#### Supplied material ####
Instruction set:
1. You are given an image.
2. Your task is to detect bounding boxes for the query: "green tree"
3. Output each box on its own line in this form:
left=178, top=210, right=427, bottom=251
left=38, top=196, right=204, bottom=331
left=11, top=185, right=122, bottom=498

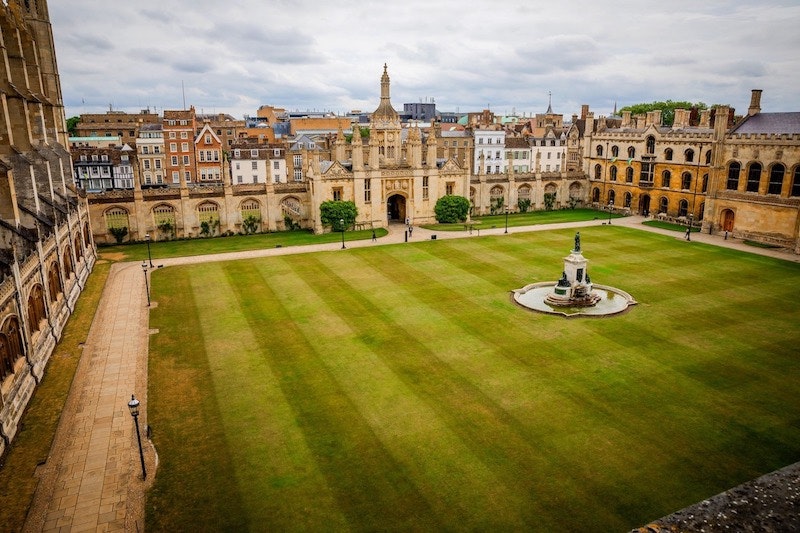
left=66, top=116, right=80, bottom=136
left=618, top=100, right=708, bottom=126
left=319, top=200, right=358, bottom=231
left=434, top=195, right=470, bottom=223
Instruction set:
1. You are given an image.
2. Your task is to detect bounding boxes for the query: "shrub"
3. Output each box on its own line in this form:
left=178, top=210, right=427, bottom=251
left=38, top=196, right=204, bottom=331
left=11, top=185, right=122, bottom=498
left=434, top=195, right=470, bottom=223
left=109, top=226, right=128, bottom=244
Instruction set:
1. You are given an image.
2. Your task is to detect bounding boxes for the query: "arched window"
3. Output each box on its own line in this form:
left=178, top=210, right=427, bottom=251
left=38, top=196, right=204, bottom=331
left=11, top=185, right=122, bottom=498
left=490, top=186, right=505, bottom=205
left=702, top=174, right=709, bottom=193
left=240, top=199, right=261, bottom=220
left=646, top=136, right=655, bottom=154
left=727, top=162, right=740, bottom=190
left=83, top=222, right=92, bottom=246
left=768, top=164, right=785, bottom=195
left=592, top=188, right=600, bottom=203
left=610, top=166, right=617, bottom=181
left=611, top=145, right=619, bottom=158
left=627, top=146, right=635, bottom=159
left=596, top=144, right=604, bottom=157
left=280, top=196, right=302, bottom=217
left=607, top=189, right=616, bottom=206
left=659, top=197, right=669, bottom=213
left=626, top=167, right=634, bottom=183
left=705, top=151, right=712, bottom=165
left=104, top=207, right=129, bottom=232
left=197, top=201, right=220, bottom=224
left=624, top=192, right=632, bottom=208
left=27, top=285, right=46, bottom=333
left=517, top=185, right=532, bottom=201
left=594, top=164, right=602, bottom=180
left=681, top=172, right=692, bottom=190
left=661, top=170, right=671, bottom=188
left=0, top=317, right=24, bottom=380
left=746, top=162, right=762, bottom=192
left=74, top=234, right=83, bottom=261
left=664, top=148, right=673, bottom=161
left=678, top=199, right=689, bottom=217
left=685, top=149, right=694, bottom=163
left=792, top=167, right=800, bottom=197
left=48, top=262, right=62, bottom=303
left=62, top=246, right=74, bottom=279
left=153, top=204, right=177, bottom=234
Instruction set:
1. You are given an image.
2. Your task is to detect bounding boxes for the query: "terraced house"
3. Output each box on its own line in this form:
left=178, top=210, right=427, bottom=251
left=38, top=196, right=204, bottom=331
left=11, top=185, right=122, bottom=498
left=0, top=0, right=95, bottom=456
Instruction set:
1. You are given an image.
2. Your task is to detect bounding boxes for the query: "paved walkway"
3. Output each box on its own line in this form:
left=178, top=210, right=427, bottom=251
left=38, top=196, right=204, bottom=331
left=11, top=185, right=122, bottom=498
left=21, top=217, right=800, bottom=531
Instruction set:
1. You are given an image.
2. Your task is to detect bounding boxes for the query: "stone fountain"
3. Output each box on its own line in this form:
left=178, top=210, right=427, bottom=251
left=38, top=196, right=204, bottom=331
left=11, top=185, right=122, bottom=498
left=513, top=232, right=637, bottom=317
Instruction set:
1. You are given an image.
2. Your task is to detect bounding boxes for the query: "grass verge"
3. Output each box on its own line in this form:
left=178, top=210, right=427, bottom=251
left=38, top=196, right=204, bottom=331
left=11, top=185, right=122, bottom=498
left=99, top=227, right=388, bottom=262
left=423, top=208, right=621, bottom=231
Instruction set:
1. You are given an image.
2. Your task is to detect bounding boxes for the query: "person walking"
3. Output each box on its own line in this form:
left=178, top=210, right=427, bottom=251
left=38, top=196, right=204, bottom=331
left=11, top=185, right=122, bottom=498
left=371, top=230, right=377, bottom=242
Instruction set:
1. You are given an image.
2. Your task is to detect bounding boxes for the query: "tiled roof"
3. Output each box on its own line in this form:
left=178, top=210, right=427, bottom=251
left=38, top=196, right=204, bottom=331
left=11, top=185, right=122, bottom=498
left=732, top=112, right=800, bottom=134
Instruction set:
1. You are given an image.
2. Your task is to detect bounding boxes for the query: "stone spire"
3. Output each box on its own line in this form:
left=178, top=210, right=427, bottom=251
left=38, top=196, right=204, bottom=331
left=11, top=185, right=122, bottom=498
left=372, top=64, right=399, bottom=121
left=546, top=91, right=553, bottom=114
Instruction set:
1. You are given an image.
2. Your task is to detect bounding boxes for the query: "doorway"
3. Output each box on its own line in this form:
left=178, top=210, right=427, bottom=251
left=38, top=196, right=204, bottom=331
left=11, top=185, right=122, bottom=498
left=722, top=209, right=735, bottom=232
left=638, top=194, right=651, bottom=216
left=387, top=194, right=406, bottom=222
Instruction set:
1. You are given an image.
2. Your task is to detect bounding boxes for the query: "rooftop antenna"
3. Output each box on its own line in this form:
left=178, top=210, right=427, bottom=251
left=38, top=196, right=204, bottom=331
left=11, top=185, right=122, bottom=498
left=182, top=80, right=186, bottom=110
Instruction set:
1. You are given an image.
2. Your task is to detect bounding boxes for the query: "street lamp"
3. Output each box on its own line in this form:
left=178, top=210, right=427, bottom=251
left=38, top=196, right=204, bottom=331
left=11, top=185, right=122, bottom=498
left=127, top=394, right=147, bottom=480
left=145, top=233, right=153, bottom=268
left=608, top=199, right=614, bottom=224
left=142, top=261, right=150, bottom=306
left=339, top=218, right=346, bottom=250
left=504, top=205, right=509, bottom=234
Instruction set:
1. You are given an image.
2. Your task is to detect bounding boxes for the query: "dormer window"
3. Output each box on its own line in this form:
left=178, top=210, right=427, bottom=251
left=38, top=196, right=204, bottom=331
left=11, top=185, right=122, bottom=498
left=205, top=135, right=212, bottom=144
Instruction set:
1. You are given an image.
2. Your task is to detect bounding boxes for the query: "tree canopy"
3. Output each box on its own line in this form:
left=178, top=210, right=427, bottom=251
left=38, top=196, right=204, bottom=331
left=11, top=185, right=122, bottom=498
left=66, top=116, right=80, bottom=136
left=434, top=195, right=470, bottom=223
left=618, top=100, right=708, bottom=126
left=319, top=200, right=358, bottom=231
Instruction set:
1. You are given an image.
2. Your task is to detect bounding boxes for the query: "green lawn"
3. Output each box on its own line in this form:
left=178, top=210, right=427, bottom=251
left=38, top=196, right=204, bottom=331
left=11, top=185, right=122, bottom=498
left=423, top=207, right=621, bottom=231
left=98, top=227, right=388, bottom=262
left=146, top=226, right=800, bottom=531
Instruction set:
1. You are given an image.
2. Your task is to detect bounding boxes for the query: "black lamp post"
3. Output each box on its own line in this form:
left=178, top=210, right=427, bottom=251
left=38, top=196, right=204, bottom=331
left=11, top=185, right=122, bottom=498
left=142, top=261, right=150, bottom=306
left=608, top=199, right=614, bottom=224
left=145, top=233, right=153, bottom=267
left=127, top=394, right=147, bottom=480
left=339, top=219, right=346, bottom=250
left=504, top=205, right=509, bottom=234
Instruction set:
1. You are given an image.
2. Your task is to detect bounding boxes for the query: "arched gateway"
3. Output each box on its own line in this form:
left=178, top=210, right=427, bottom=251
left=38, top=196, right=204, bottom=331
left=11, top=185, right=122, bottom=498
left=387, top=193, right=406, bottom=222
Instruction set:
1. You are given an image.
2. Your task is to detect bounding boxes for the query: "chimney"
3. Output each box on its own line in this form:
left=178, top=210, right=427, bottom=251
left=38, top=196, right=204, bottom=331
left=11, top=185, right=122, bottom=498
left=748, top=89, right=762, bottom=116
left=621, top=111, right=632, bottom=128
left=699, top=110, right=711, bottom=128
left=581, top=105, right=589, bottom=119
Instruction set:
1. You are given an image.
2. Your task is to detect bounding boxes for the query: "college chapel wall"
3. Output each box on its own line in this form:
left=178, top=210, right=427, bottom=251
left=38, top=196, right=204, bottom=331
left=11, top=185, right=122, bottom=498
left=0, top=0, right=97, bottom=456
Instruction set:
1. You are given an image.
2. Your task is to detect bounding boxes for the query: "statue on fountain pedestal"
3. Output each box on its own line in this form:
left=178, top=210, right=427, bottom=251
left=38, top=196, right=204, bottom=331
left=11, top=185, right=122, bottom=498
left=574, top=232, right=581, bottom=252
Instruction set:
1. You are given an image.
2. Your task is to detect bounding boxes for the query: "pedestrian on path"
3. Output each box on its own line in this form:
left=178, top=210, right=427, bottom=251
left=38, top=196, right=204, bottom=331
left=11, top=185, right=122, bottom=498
left=371, top=230, right=377, bottom=242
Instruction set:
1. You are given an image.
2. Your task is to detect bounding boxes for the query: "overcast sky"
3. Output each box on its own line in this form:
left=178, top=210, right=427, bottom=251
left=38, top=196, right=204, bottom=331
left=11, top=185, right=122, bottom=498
left=50, top=1, right=800, bottom=121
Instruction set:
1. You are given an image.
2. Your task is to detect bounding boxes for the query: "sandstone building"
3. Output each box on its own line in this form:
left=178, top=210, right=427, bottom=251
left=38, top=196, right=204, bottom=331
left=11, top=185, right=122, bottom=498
left=0, top=0, right=95, bottom=456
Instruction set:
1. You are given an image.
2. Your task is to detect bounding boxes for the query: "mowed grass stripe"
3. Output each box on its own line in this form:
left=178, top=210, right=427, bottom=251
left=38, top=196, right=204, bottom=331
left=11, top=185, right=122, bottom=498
left=223, top=259, right=443, bottom=531
left=147, top=267, right=248, bottom=531
left=186, top=263, right=348, bottom=531
left=290, top=253, right=615, bottom=529
left=257, top=257, right=530, bottom=531
left=351, top=245, right=688, bottom=524
left=352, top=237, right=800, bottom=523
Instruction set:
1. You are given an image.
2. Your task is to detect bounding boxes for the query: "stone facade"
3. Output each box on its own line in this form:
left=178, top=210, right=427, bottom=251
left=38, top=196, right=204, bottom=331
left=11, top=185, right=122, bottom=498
left=0, top=0, right=96, bottom=457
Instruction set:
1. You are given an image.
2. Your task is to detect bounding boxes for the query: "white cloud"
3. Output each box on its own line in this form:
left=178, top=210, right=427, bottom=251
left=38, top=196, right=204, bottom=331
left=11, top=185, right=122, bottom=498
left=50, top=0, right=800, bottom=120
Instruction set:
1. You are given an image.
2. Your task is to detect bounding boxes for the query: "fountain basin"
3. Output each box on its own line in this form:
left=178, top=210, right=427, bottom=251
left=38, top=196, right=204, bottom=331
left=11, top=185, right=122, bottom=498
left=513, top=282, right=637, bottom=317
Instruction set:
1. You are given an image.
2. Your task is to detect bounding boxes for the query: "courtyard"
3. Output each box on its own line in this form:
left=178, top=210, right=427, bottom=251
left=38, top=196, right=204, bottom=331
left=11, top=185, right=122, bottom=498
####
→ Your instructions
If a line of the listing above contains "green", pick it out and copy it.

→ Exercise answer
2. Your task is to detect bounding boxes for the query: "green tree"
2. Your task is to detect bounding boxes for the query: "green lawn"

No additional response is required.